[Tugas Diberikan]:
Jawab pertanyaan berikut berdasarkan kutipan tentang masyarakat madani:
1. Siapa yang merumuskan empat ciri utama masyarakat madani?
2. Menurut ciri kesukarelaan, masyarakat madani bukan masyarakat yang terbentuk karena apa?
3. Menurut ciri ketiga, apakah Negara itu bagi anggota masyarakat madani?

══ Kutipan Sumber ══

Sebenarnya ide masyarakat madani sudah dikembangkan mulai zaman Yunani klasik seperti ahli piker Cicero. Di dalam kaitan ini Hikam misalnya mengambil pemikiran Alexis Tocqueville mengenai ciri-ciri masyarakat madani. Dengan pendekatan elektrik, Hikam merumuskan empat ciri utama dari masyarakat madani yaitu:
1.      Kesukarelaan. Artinya masyarakat madani bukanlah merupakan suatu masyarakat paksaan atau karena indoktrinasi. Kenggotaan masyarakat madani adalah kenggotan pribadi yang bebas, dan mempunyai cita-cita yang di wujudkan bersama.
2.      Keswasembadaan. Setiap orang mempunyai harga diri yang tinggi, tidaklah setiap anggota masyarakat madani selalu menggantungkan kehidupannya kepada orang lain. Namun, justru membantu orang lain yang sekiranya membutuhkan pertolongan.
3.      Kemandirian tinggi terhadap Negara. Bagi mereka (anggota masyarakat madani) Negara adalah kesepakatan bersama sehingga tanggung jawab yang lahir dari kesepakatan tersebut adalah juga tuntutan dan tanggung jawab dari masing-masing anggota. Inilah Negara yang berkedaulatan rakyat.
4.      Keterkaitan pada nilai-nilai hokum yang disepakati bersama. Hal ini berarti suatu masyarakat madani adalah  suatu masyarakat yang berdasarkan hokum dan bukan Negara kekuasaan.

═══
══ Data Tercatat ══

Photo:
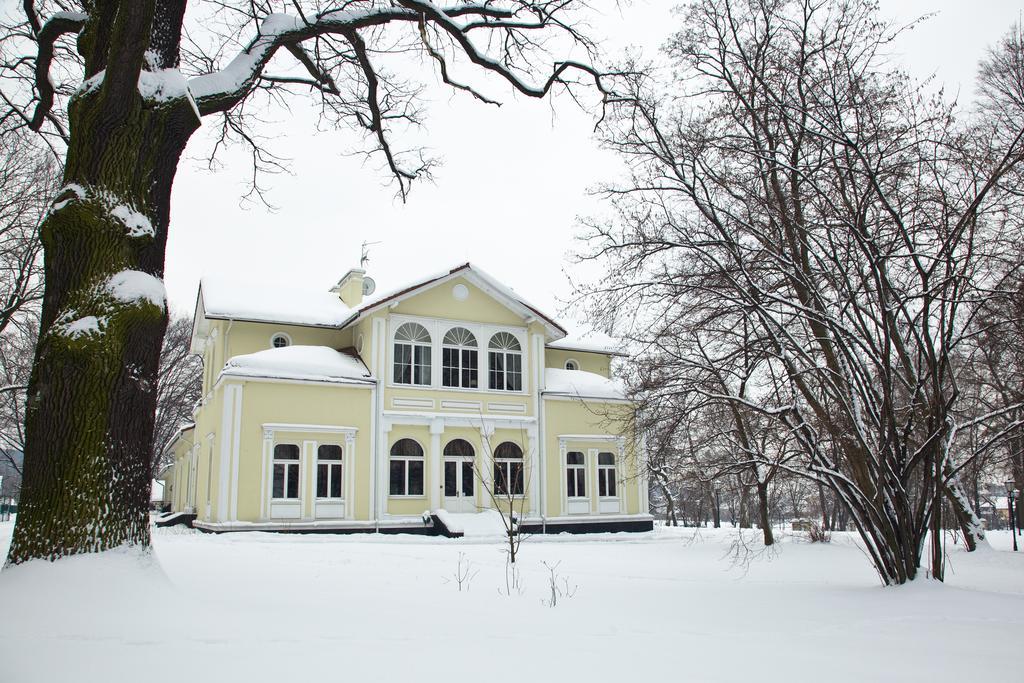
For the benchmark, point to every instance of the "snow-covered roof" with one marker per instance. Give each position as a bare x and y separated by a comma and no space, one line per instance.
592,342
271,302
317,364
581,384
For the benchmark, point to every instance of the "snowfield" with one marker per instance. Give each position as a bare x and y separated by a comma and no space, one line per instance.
666,605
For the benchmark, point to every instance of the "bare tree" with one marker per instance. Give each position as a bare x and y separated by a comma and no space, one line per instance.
26,187
118,87
796,181
179,386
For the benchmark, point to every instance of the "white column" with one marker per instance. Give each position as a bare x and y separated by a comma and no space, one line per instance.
266,480
224,434
382,467
562,500
536,491
307,479
348,474
436,429
591,474
485,459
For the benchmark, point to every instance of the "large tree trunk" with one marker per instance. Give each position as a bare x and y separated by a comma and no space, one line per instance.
744,508
92,392
825,521
765,518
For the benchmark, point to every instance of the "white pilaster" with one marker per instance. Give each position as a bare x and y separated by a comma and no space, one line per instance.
348,473
436,429
535,491
266,480
307,479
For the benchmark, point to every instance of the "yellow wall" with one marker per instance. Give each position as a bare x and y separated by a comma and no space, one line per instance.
591,363
325,404
336,404
478,306
577,418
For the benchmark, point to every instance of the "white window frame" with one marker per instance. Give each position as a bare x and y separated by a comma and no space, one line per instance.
506,353
287,463
580,475
436,327
607,473
505,464
413,346
331,465
407,460
287,337
460,354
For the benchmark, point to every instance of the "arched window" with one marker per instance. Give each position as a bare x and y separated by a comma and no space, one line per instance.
576,474
505,358
459,455
412,354
329,471
459,358
508,469
286,471
407,468
606,475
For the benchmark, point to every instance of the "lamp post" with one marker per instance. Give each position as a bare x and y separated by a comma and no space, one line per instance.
1010,511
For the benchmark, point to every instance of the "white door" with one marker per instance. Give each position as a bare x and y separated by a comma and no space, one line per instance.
460,486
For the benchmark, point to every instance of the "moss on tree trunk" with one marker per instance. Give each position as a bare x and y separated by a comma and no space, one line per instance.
92,391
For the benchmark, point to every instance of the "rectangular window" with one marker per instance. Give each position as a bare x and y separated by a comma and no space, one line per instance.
513,372
506,371
459,368
397,486
416,477
421,367
497,374
507,471
450,367
406,477
286,471
606,474
402,364
576,474
329,471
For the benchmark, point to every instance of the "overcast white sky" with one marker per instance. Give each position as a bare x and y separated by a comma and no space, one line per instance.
513,182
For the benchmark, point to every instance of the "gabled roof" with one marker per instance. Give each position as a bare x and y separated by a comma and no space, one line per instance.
271,302
593,342
581,384
477,276
221,298
313,364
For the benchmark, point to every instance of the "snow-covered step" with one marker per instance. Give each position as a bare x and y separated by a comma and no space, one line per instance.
484,524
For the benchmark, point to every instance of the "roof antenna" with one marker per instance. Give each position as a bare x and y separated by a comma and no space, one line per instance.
365,258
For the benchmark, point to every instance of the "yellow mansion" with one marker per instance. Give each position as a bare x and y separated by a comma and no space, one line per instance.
340,411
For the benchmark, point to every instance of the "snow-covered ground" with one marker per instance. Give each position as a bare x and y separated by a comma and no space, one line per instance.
667,605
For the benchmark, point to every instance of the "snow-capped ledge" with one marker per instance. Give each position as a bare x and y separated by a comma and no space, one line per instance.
310,364
581,384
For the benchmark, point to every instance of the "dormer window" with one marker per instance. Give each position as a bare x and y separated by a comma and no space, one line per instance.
459,358
505,359
412,354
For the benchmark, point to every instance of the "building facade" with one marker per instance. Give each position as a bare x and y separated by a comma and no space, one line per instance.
340,411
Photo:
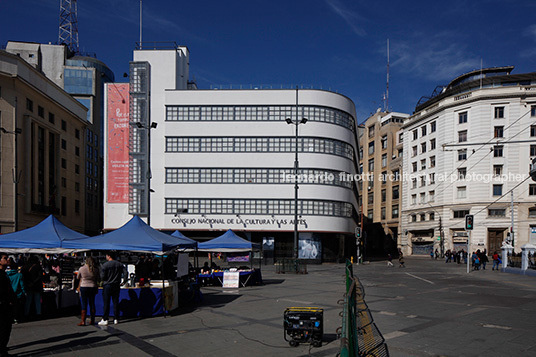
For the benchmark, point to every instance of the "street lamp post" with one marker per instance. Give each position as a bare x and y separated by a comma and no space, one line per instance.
16,175
296,122
149,174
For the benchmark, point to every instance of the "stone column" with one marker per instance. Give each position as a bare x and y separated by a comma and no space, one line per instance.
525,250
506,249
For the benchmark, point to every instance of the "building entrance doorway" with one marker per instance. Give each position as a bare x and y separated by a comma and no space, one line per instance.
495,239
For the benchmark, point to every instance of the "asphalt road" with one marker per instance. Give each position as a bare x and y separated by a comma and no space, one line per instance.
428,308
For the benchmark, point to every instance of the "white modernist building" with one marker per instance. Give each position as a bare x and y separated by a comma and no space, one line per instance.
224,159
467,150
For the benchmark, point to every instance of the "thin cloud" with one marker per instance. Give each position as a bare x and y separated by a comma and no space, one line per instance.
350,17
436,58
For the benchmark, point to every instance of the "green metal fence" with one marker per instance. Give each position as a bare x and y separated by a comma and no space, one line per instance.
358,333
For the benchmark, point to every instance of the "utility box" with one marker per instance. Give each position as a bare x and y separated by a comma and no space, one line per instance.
304,325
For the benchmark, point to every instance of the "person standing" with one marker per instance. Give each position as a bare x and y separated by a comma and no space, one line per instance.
495,258
89,278
112,272
7,302
33,281
17,285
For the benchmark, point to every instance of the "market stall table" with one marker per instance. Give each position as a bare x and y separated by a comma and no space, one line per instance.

═══

[Jawaban Tugas]:
1. Hikam.
2. Karena paksaan atau indoktrinasi.
3. Kesepakatan bersama.